• **Supplied passage**:
══════

SA companies cut wages
One of the first SA businesses to announce unconventional measures during April to contain costs was property giant Pam Golding. Effective from 1 April it cut all salaries by 30% and approached its pension fund administrator for relief, asking to suspend all pension fund contributions other than risk premiums. Various other businesses announced that their top management will take a substantial salary cut for the next few months. One in five SA businesses surveyed by the new Statistics SA business impact survey have laid off staff due to the impact of the coronavirus pandemic. The survey was based on the responses of 707 business across all sectors of the SA economy.

SARB cuts repo another 100bps
The SA Reserve Bank (SARB) unexpectedly cut the repo rate by 100 basis points, taking SA’s repo rate to 4.25% – its lowest level since 1973. This was the second major cut in less than a month, after the bank cut the rate by one percentage point in mid-March. This bore good news for those repaying debt, as prime dropped from 8.75% to 7.75%. Disturbingly, though, the SARB forecast that the SA economy will contract by 6.1% in 2020.

Edcon files for business rescue
Businesses with a significant amount of debt and those that had been struggling before the nationwide lockdown, had to take emergency steps during the month of April. For example, Edcon, which owns well-known household brands Edgars and Jet, started to prepare for voluntary business rescue proceedings. The company announced that about R2 billion in sales had been lost up to the date of the announcement due to the nationwide lockdown, consuming the group’s cash pile.

Slow opening of the SA economy allowed
During April several amendments to South Africa’s COVID-19 national lockdown rules, which will see more businesses allowed to operate, were announced during a COVID-19 National Command Council briefing. The industries in which staff are allowed to return to the economy in stages include mining, oil refineries, ports, DIY stores, certain call centres, ‘essential service’ repair and maintenance providers such as electricians and plumbers, financial services and certain professional services. It was also announced that the Deeds Office, which had been closed during Level 5 of the lockdown, would re-open in May – good news for the property market.

SA announces R500bn economic stimulus and social aid
Extraordinary challenges call for extraordinary fiscal steps. Pulling out all the stops, President Cyril Ramaphosa announced a R500 billion stimulus package, to mitigate against the social and economic risks the country currently faces, among these a deep recession. The stimulus package amounts to 10% of the country’s gross domestic product – extraordinary relative to the size of the economy. The support package will be funded by reprioritising around R130 billion from the National Treasury’s current budget, while the remaining R370 billion needs to be sourced mainly from the International Monetary Fund, the BRICS New Development Bank and the African Development Bank.

══════

• **Dataset excerpts**:
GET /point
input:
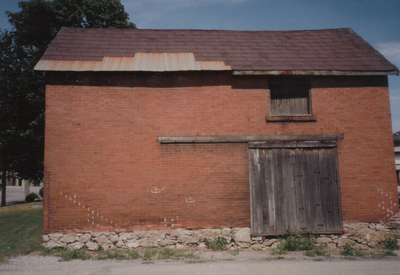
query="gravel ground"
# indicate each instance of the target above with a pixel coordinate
(33, 265)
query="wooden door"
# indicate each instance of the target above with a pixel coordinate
(294, 187)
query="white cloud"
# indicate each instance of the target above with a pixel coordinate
(391, 50)
(146, 12)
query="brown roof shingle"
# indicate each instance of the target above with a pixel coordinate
(340, 50)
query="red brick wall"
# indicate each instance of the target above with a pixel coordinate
(104, 168)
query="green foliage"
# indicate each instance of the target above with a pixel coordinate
(31, 197)
(20, 230)
(34, 25)
(218, 243)
(38, 21)
(350, 250)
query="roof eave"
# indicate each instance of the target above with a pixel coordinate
(313, 72)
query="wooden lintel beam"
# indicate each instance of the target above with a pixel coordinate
(244, 138)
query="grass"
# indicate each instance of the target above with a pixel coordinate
(20, 230)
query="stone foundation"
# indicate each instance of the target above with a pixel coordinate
(362, 236)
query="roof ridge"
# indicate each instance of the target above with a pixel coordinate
(208, 30)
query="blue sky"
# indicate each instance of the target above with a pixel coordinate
(376, 20)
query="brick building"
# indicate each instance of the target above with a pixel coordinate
(155, 129)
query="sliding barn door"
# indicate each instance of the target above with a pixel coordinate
(294, 187)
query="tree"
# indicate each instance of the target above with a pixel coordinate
(22, 89)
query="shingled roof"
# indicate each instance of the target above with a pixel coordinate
(328, 51)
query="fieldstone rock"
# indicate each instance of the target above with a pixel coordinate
(323, 240)
(147, 242)
(76, 245)
(92, 246)
(166, 242)
(68, 238)
(209, 233)
(242, 235)
(113, 237)
(270, 242)
(180, 246)
(102, 240)
(126, 236)
(55, 236)
(52, 244)
(132, 244)
(120, 244)
(83, 238)
(342, 242)
(257, 247)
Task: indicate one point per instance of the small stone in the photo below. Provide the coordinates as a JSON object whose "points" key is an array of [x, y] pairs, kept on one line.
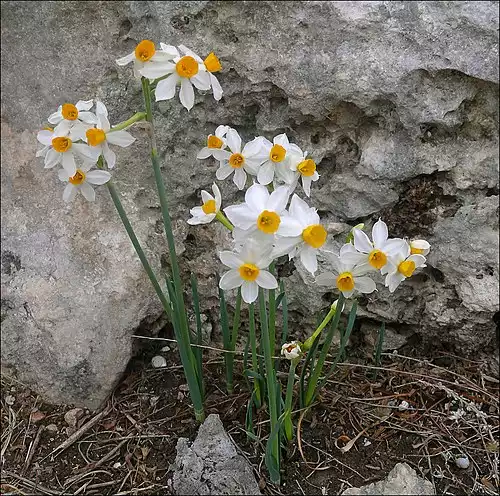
{"points": [[462, 462], [72, 417], [158, 362]]}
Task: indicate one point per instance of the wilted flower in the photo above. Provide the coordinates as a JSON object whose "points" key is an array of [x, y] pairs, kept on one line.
{"points": [[81, 182], [99, 137], [248, 270], [207, 212], [291, 351], [401, 265], [347, 278], [148, 61], [215, 142]]}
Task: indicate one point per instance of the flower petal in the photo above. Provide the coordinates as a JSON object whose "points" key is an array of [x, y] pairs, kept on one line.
{"points": [[186, 95], [68, 162], [201, 80], [379, 234], [266, 280], [289, 227], [256, 197], [87, 191], [308, 259], [249, 291], [98, 177], [362, 242], [266, 173], [240, 178], [233, 140], [165, 89], [231, 259], [364, 284], [278, 199], [69, 192], [241, 216], [216, 87], [109, 155], [126, 60], [231, 280], [120, 138], [223, 171]]}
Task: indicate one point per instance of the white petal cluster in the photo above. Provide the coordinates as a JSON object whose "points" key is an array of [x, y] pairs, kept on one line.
{"points": [[175, 67], [279, 162], [273, 221], [76, 142]]}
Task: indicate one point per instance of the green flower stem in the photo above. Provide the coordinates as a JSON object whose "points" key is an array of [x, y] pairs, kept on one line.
{"points": [[232, 343], [224, 220], [135, 242], [310, 340], [138, 116], [271, 380], [255, 362], [313, 380], [189, 362], [288, 400]]}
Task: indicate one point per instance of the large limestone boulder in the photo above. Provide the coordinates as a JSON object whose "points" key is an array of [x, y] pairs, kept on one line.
{"points": [[396, 101]]}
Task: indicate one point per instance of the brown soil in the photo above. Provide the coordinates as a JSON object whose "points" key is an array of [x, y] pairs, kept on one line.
{"points": [[130, 448]]}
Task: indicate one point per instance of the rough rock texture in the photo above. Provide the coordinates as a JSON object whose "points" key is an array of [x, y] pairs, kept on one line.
{"points": [[396, 101], [402, 480], [211, 464]]}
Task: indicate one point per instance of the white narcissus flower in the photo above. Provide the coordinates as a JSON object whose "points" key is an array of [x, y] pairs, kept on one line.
{"points": [[305, 169], [291, 351], [237, 160], [248, 270], [347, 278], [187, 70], [99, 137], [81, 182], [212, 64], [374, 253], [401, 265], [156, 63], [279, 154], [215, 142], [207, 212], [311, 239], [73, 120], [420, 247], [61, 149], [263, 214]]}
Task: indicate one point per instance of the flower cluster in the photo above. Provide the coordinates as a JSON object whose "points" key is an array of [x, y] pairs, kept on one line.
{"points": [[274, 221], [279, 162], [81, 135], [174, 66]]}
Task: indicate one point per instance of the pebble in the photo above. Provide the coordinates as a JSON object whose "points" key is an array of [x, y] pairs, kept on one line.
{"points": [[158, 362]]}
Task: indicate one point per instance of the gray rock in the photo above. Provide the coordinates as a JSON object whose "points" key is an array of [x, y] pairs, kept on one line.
{"points": [[402, 481], [396, 101], [211, 464]]}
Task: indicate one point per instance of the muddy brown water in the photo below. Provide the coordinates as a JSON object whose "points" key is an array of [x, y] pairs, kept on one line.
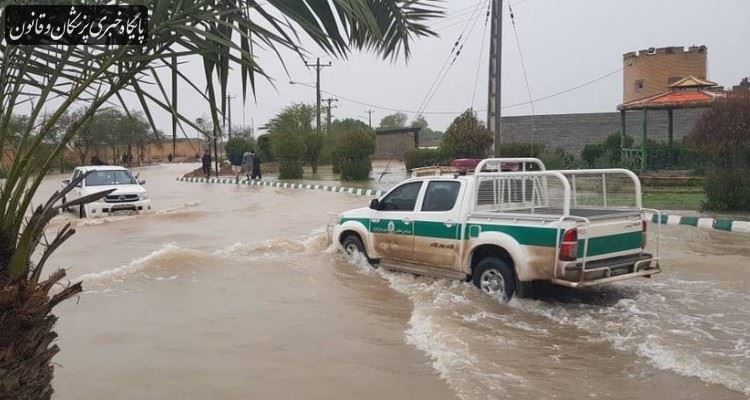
{"points": [[230, 292]]}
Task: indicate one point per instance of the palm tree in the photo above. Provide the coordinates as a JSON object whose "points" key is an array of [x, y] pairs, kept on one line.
{"points": [[224, 33]]}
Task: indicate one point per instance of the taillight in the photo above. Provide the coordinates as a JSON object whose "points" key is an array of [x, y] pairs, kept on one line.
{"points": [[569, 245]]}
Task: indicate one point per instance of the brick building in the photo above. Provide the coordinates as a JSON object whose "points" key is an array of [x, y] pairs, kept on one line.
{"points": [[650, 72], [392, 144]]}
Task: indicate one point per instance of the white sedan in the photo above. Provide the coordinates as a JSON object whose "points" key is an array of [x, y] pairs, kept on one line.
{"points": [[129, 196]]}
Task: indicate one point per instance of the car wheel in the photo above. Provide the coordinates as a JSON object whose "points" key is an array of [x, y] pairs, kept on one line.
{"points": [[495, 277], [353, 246]]}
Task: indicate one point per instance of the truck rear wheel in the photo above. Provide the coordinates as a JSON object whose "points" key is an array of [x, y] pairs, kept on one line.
{"points": [[352, 245], [495, 277]]}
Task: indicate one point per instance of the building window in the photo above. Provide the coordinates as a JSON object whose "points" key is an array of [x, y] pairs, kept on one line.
{"points": [[639, 84]]}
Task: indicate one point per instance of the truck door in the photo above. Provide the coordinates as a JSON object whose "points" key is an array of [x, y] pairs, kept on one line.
{"points": [[437, 231], [392, 225]]}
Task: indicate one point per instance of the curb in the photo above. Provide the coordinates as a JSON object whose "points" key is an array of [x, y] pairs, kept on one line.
{"points": [[719, 224], [286, 185]]}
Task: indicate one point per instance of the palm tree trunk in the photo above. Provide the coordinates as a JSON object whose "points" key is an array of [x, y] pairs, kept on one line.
{"points": [[26, 348]]}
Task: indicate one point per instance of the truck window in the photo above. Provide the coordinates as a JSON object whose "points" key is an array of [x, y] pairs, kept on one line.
{"points": [[403, 198], [441, 196]]}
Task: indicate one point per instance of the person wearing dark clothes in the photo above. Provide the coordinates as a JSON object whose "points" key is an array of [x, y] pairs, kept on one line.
{"points": [[206, 160], [95, 160], [256, 166]]}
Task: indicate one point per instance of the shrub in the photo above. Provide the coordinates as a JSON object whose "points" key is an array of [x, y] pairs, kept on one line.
{"points": [[605, 154], [265, 148], [353, 151], [466, 137], [558, 159], [728, 190], [290, 150], [416, 158]]}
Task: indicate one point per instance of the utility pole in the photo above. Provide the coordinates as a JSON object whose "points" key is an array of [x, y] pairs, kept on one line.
{"points": [[328, 109], [229, 111], [318, 66], [369, 116], [496, 56]]}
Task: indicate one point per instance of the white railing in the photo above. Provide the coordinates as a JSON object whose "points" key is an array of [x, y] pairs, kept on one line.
{"points": [[588, 192]]}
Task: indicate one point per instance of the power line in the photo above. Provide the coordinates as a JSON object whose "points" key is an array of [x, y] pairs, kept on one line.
{"points": [[475, 18], [523, 68], [523, 103], [481, 53]]}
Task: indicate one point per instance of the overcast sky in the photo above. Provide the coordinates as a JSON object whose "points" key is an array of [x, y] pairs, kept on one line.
{"points": [[564, 44]]}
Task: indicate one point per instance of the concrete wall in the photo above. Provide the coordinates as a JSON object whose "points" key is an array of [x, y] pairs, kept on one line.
{"points": [[648, 73], [573, 131], [393, 145]]}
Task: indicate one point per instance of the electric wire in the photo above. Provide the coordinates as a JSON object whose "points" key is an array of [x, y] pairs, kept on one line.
{"points": [[455, 57], [525, 74], [481, 53]]}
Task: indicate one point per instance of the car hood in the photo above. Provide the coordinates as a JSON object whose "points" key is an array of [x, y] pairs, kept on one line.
{"points": [[363, 212], [119, 189]]}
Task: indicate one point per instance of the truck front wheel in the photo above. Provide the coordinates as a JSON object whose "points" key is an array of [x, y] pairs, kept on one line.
{"points": [[495, 277], [352, 245]]}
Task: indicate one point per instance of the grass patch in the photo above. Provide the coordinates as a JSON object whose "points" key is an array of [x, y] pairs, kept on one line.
{"points": [[665, 200]]}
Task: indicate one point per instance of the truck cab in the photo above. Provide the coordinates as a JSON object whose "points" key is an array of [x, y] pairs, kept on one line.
{"points": [[508, 223]]}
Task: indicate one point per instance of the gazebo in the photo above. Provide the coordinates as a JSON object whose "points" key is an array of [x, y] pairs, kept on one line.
{"points": [[690, 92]]}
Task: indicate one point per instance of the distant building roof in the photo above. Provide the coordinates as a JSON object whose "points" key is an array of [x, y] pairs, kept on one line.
{"points": [[690, 92], [394, 131], [693, 82]]}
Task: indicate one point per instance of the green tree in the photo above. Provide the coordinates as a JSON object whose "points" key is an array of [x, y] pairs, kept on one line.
{"points": [[467, 137], [722, 138], [289, 148], [397, 120], [224, 36], [353, 150]]}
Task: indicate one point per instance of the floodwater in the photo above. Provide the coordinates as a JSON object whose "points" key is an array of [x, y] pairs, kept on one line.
{"points": [[230, 292]]}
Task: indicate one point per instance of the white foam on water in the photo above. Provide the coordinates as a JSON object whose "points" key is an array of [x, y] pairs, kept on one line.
{"points": [[167, 256], [667, 324]]}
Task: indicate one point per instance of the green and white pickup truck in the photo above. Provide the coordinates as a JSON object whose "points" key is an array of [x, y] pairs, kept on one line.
{"points": [[507, 224]]}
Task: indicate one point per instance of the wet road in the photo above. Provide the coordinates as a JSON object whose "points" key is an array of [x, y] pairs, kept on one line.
{"points": [[231, 292]]}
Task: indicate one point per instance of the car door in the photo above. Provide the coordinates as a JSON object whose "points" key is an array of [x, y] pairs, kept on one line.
{"points": [[437, 231], [392, 225], [76, 192]]}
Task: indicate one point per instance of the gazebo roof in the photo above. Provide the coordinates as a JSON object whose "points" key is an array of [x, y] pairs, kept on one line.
{"points": [[690, 92]]}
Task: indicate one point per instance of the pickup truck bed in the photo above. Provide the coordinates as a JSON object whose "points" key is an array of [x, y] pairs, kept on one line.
{"points": [[577, 212]]}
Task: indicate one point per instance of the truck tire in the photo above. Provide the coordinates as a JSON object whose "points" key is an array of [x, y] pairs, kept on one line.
{"points": [[495, 277], [352, 244]]}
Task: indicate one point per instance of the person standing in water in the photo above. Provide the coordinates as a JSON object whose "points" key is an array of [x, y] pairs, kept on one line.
{"points": [[248, 161], [256, 166], [206, 160]]}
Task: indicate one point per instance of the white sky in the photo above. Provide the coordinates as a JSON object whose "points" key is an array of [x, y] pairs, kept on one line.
{"points": [[564, 44]]}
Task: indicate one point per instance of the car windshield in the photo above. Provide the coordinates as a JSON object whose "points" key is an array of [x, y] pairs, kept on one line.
{"points": [[113, 177]]}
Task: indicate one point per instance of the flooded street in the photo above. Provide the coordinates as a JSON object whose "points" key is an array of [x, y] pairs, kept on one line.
{"points": [[230, 292]]}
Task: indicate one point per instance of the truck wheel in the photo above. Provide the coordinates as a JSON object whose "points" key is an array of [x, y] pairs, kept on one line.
{"points": [[353, 245], [495, 277]]}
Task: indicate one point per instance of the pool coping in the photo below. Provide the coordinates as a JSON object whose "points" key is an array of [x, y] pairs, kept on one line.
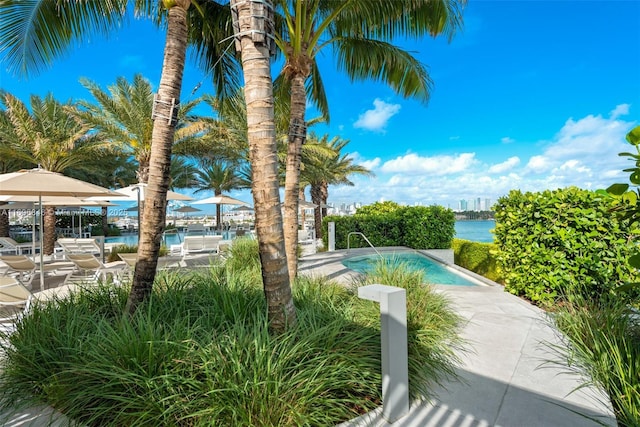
{"points": [[329, 264]]}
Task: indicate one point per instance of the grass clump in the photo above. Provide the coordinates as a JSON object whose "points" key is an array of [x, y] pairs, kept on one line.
{"points": [[602, 345], [199, 353]]}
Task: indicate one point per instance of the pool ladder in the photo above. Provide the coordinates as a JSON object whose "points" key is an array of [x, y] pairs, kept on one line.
{"points": [[364, 237]]}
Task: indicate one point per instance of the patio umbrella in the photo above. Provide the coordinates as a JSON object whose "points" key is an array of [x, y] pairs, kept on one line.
{"points": [[61, 202], [136, 193], [219, 200], [39, 183]]}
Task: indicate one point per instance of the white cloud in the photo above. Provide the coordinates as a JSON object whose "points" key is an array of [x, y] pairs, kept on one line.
{"points": [[583, 153], [377, 119], [412, 164], [508, 164], [538, 164], [620, 110]]}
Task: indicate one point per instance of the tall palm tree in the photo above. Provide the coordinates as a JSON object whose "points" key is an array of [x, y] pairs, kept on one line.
{"points": [[124, 116], [219, 177], [358, 33], [49, 135], [322, 170], [34, 33], [254, 45]]}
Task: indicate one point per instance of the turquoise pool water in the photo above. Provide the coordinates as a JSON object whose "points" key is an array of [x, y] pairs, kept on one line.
{"points": [[434, 272]]}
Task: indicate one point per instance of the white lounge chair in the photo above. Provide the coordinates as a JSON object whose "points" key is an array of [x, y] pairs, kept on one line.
{"points": [[22, 268], [79, 246], [15, 299], [200, 244], [7, 244], [92, 269]]}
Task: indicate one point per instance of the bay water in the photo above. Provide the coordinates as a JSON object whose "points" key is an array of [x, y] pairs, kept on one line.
{"points": [[475, 230]]}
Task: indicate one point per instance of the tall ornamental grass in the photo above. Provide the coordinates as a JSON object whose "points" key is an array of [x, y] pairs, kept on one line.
{"points": [[199, 353], [602, 346]]}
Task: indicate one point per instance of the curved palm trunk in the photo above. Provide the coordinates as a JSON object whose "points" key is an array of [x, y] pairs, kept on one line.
{"points": [[264, 165], [4, 223], [297, 135], [49, 230], [155, 206]]}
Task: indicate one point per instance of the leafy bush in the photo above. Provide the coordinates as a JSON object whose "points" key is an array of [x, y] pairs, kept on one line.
{"points": [[603, 347], [554, 242], [199, 352], [129, 249], [478, 257], [388, 224]]}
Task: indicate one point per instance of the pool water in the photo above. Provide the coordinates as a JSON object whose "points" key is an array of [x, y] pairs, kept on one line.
{"points": [[434, 272]]}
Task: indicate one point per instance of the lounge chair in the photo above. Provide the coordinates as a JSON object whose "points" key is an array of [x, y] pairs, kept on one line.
{"points": [[79, 246], [22, 268], [93, 270], [200, 244], [15, 299], [9, 245]]}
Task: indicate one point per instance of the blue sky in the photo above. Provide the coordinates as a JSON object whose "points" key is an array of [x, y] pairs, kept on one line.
{"points": [[532, 95]]}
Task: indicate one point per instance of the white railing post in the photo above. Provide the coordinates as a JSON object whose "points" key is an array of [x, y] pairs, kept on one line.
{"points": [[393, 335], [331, 230]]}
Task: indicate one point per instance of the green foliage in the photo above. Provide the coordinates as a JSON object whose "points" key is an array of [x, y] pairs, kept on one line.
{"points": [[198, 352], [378, 208], [554, 242], [389, 224], [433, 326], [478, 257], [130, 249], [602, 346]]}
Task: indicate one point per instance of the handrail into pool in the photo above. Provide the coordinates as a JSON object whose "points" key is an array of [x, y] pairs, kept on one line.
{"points": [[365, 238]]}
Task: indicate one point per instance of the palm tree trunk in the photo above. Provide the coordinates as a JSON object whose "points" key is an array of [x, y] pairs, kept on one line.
{"points": [[49, 232], [155, 207], [264, 165], [316, 198], [4, 223], [297, 135]]}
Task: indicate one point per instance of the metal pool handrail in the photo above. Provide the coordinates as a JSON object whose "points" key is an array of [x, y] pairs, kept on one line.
{"points": [[365, 238]]}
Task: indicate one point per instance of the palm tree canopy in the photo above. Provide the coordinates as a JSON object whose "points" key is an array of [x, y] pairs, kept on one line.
{"points": [[360, 32], [36, 32], [47, 134]]}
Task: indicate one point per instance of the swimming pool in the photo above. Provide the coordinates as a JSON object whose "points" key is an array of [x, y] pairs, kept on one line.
{"points": [[434, 272]]}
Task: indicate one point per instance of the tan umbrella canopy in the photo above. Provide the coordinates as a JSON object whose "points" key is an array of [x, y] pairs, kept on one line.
{"points": [[220, 200], [40, 183], [130, 193]]}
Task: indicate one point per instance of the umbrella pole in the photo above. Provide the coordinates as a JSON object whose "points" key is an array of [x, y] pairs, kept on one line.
{"points": [[41, 245]]}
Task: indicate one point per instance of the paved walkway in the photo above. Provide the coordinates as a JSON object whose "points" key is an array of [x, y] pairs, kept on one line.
{"points": [[505, 380]]}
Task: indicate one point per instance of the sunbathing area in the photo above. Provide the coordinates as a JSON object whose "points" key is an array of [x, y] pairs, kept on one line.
{"points": [[506, 377]]}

══════

• **Complete the following**:
• 1. Copy the portion of the South African economic news roundup that opens with the words containing "Edcon files for" and closes with "group’s cash pile.".
• 2. In the South African economic news roundup, what did the SARB forecast for the SA economy in 2020?

• **Responses in order**:
• 1.
Edcon files for business rescue
Businesses with a significant amount of debt and those that had been struggling before the nationwide lockdown, had to take emergency steps during the month of April. For example, Edcon, which owns well-known household brands Edgars and Jet, started to prepare for voluntary business rescue proceedings. The company announced that about R2 billion in sales had been lost up to the date of the announcement due to the nationwide lockdown, consuming the group’s cash pile.

• 2. It forecast that the SA economy will contract by 6.1% in 2020.